§ **EXERCISE DESCRIPTION**:
Reproduce the material below word for word, leaving out the pictures.

§ **DATA IN THIS EXERCISE**:
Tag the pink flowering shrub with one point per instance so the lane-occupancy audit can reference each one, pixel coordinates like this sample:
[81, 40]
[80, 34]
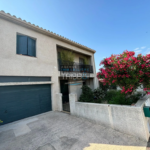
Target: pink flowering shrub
[127, 71]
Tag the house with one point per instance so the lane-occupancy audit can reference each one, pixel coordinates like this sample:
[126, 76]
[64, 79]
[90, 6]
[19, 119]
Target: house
[30, 76]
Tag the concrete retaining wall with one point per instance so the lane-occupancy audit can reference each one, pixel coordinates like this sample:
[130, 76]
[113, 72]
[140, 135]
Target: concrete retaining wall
[126, 119]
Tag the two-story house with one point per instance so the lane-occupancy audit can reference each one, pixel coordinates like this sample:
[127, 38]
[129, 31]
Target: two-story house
[30, 73]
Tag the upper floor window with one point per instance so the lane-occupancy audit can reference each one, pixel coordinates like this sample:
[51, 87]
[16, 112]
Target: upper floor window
[81, 61]
[26, 45]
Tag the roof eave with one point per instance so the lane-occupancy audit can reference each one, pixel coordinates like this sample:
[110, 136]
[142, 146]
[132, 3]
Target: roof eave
[26, 24]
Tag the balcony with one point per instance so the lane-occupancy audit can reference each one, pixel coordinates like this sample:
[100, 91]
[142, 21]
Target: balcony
[74, 67]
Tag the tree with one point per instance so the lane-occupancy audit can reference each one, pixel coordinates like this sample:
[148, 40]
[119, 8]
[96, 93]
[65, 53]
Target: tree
[126, 71]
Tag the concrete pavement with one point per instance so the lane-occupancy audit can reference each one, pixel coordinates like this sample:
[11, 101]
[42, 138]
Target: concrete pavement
[61, 131]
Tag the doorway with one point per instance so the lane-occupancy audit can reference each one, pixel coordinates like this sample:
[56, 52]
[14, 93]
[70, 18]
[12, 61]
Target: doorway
[65, 94]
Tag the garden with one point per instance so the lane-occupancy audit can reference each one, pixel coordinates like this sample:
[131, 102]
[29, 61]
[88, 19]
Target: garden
[125, 71]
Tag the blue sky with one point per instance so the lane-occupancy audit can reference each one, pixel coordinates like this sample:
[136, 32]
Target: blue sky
[107, 26]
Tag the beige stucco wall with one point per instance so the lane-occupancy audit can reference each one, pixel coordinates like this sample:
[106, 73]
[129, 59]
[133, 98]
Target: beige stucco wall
[45, 62]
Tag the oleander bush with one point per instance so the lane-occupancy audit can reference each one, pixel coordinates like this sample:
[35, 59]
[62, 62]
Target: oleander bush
[126, 71]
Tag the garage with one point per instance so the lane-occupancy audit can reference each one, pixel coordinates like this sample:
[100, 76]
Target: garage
[22, 101]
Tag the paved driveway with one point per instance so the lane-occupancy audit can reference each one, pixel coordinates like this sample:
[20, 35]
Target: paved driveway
[61, 131]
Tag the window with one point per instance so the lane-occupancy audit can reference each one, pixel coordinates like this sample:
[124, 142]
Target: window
[25, 45]
[81, 61]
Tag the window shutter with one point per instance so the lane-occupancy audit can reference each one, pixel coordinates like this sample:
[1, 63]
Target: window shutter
[81, 61]
[21, 45]
[31, 47]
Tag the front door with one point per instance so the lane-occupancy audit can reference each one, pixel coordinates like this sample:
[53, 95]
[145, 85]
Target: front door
[65, 94]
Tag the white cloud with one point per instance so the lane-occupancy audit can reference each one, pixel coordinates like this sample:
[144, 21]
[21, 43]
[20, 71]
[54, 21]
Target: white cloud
[143, 47]
[136, 48]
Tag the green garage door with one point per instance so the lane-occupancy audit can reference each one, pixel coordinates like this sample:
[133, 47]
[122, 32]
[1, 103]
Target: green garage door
[18, 102]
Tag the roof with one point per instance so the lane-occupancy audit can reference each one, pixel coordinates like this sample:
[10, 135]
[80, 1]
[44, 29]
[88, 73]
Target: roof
[24, 23]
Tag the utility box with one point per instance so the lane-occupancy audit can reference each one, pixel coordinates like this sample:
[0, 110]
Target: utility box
[146, 111]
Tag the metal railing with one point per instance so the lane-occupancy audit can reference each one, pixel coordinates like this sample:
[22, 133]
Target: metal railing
[78, 66]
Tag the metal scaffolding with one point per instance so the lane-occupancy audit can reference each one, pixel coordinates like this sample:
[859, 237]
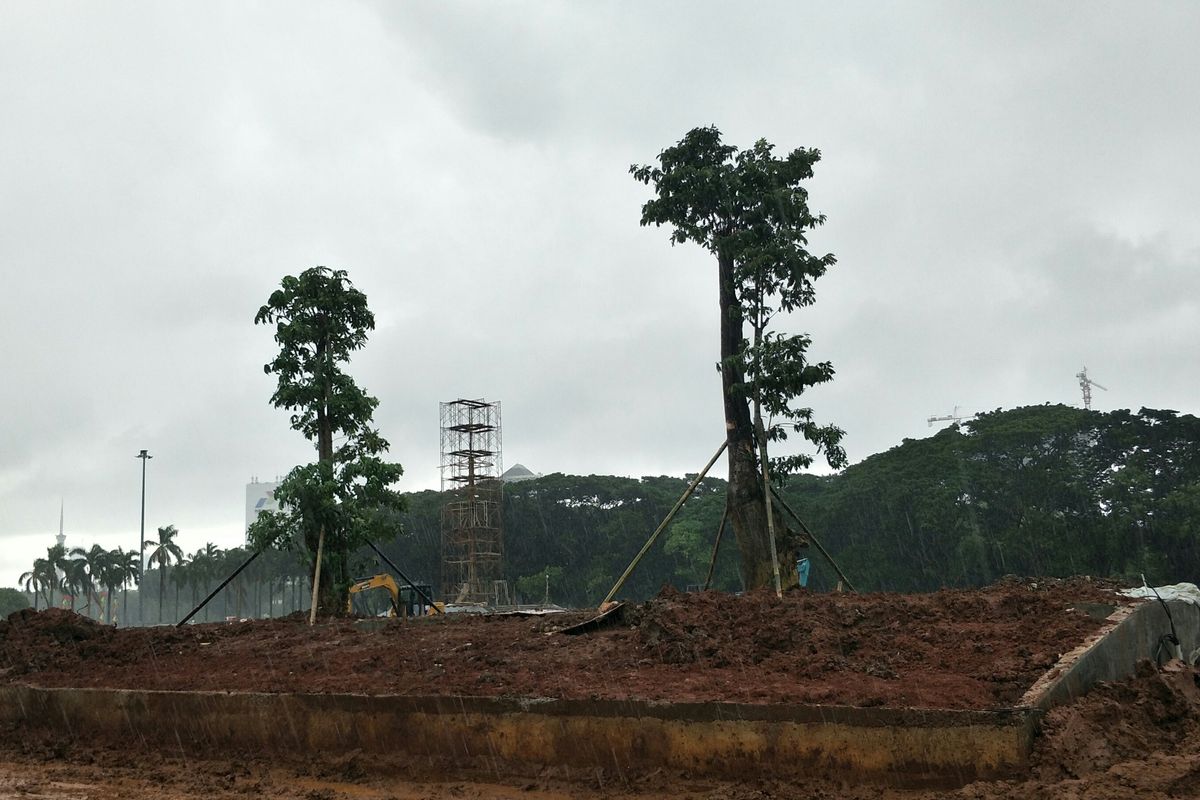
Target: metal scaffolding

§ **THE RESPONSE**:
Tag the pink flowering shrub with one point per instance so the lane-occupancy audit can reference each one, pixel coordinates like this sample:
[81, 40]
[80, 34]
Target: pink flowering shrub
[127, 71]
Tag the house with one point per instance so the lane-occupancy audit can reference each one, pixel coordinates like this sample:
[126, 76]
[64, 79]
[90, 6]
[19, 119]
Target: house
[30, 76]
Tag the concrete retaining wall with one point per instance so the lane-occupancy audit can reference each one, pixel coordinates like this sample:
[130, 76]
[113, 72]
[140, 135]
Target: concrete retaining wall
[126, 119]
Tag the two-story house with one point per instance so the lane-occupancy audit can reference each one, pixel coordinates like this sample:
[127, 38]
[129, 31]
Target: two-story house
[30, 73]
Tag the upper floor window with one point per instance so the lane-occupancy audit can reference each one, pixel coordinates like this sample:
[51, 87]
[16, 112]
Target: upper floor window
[81, 61]
[26, 45]
Tag the roof eave with one point per instance so the lane-occupancy audit can reference each one, pixel coordinates like this sample:
[110, 136]
[142, 146]
[132, 3]
Target: roof eave
[26, 24]
Tag the balcony with one point per instance so the lane-occupancy audit can reference each one, pixel coordinates like this sample:
[100, 91]
[142, 21]
Target: balcony
[74, 67]
Tag the tree with one point per instance so the lane-occupancy audit can reference each one, pixel coordinates like this sample:
[148, 40]
[119, 8]
[96, 93]
[65, 53]
Target: tree
[126, 71]
Tag the concrete pavement with one point per instance so the lane-occupancy audit can reference each one, pixel coordinates like this sample:
[11, 101]
[42, 138]
Target: concrete pavement
[61, 131]
Tag the doorway with one point per instance so the lane-occupancy audit can reference each one, pixel coordinates like this sample:
[56, 52]
[14, 93]
[70, 18]
[12, 61]
Target: doorway
[65, 94]
Tag the garden with one point per instance so the lane-occupancy audit can reference each one, pixel coordinates like this sample:
[131, 102]
[29, 61]
[88, 19]
Target: garden
[125, 71]
Tag the blue sky with one point per instance so the lane-occupancy audit can reference each one, pixel coordinates like this sample:
[136, 32]
Target: blue sky
[107, 26]
Tag the beige stucco wall with one point per instance so the lane-occupancy audit can reference each one, pixel coordinates like this sample:
[106, 73]
[129, 59]
[133, 98]
Target: beige stucco wall
[45, 62]
Tag the oleander bush with one point per instance so the lane-occupancy audit can reference each one, pixel coordinates like this sample:
[35, 59]
[62, 62]
Target: oleander bush
[126, 71]
Tag the garage with one point per instance so the lane-occupancy audit can reference each one, pixel coordinates like this sample:
[100, 76]
Target: garage
[22, 101]
Tag the paved driveway with one point per instance so the lane-occupancy audit can reference each one, pixel coordinates like this sample:
[20, 35]
Target: paved driveway
[61, 131]
Tag the window with one point per instance so the lane-occupancy audit can reference each one, pixel coordinates like this sample:
[124, 142]
Target: window
[25, 45]
[81, 61]
Tag the window shutter with one point per instance so the lane-occupancy audit can reference each one, pixel coordinates like this sample:
[1, 63]
Target: window shutter
[81, 61]
[21, 45]
[31, 47]
Tag the front door with one point per instance so the lane-occupancy audit can reference each one, pixel coordinates like this sample:
[53, 95]
[145, 85]
Target: front door
[65, 94]
Tag the white cloud with one point per instance so the lane-occupancy audit can reference each one, pixel coordinates like this sample:
[144, 21]
[21, 43]
[20, 71]
[54, 21]
Target: white cloud
[143, 47]
[136, 48]
Tag the green garage door with one point per instance so the lane-occupancy audit can reference each one, pixel coordinates like this sample:
[133, 47]
[122, 32]
[1, 103]
Target: green garage door
[18, 102]
Tag the roof with one point per instance so the lane-occupancy audit can reference each one, pixel coordinates like this sample:
[10, 135]
[80, 1]
[44, 29]
[88, 73]
Target: roof
[24, 23]
Tag the utility box with one point per instance so the lane-occupancy audit can reference each one, pixel coordinates like this sample:
[0, 110]
Target: utility box
[146, 111]
Tag the metal railing with one point per instance so the lane-occupancy audit can reference each one, pixel coordinates like this sample:
[22, 133]
Target: metal railing
[78, 66]
Tag the metal scaffolding with one point per instance so the lane-occupancy audit can reference each one, pixel coordinates like this sample:
[859, 237]
Target: metal scaffolding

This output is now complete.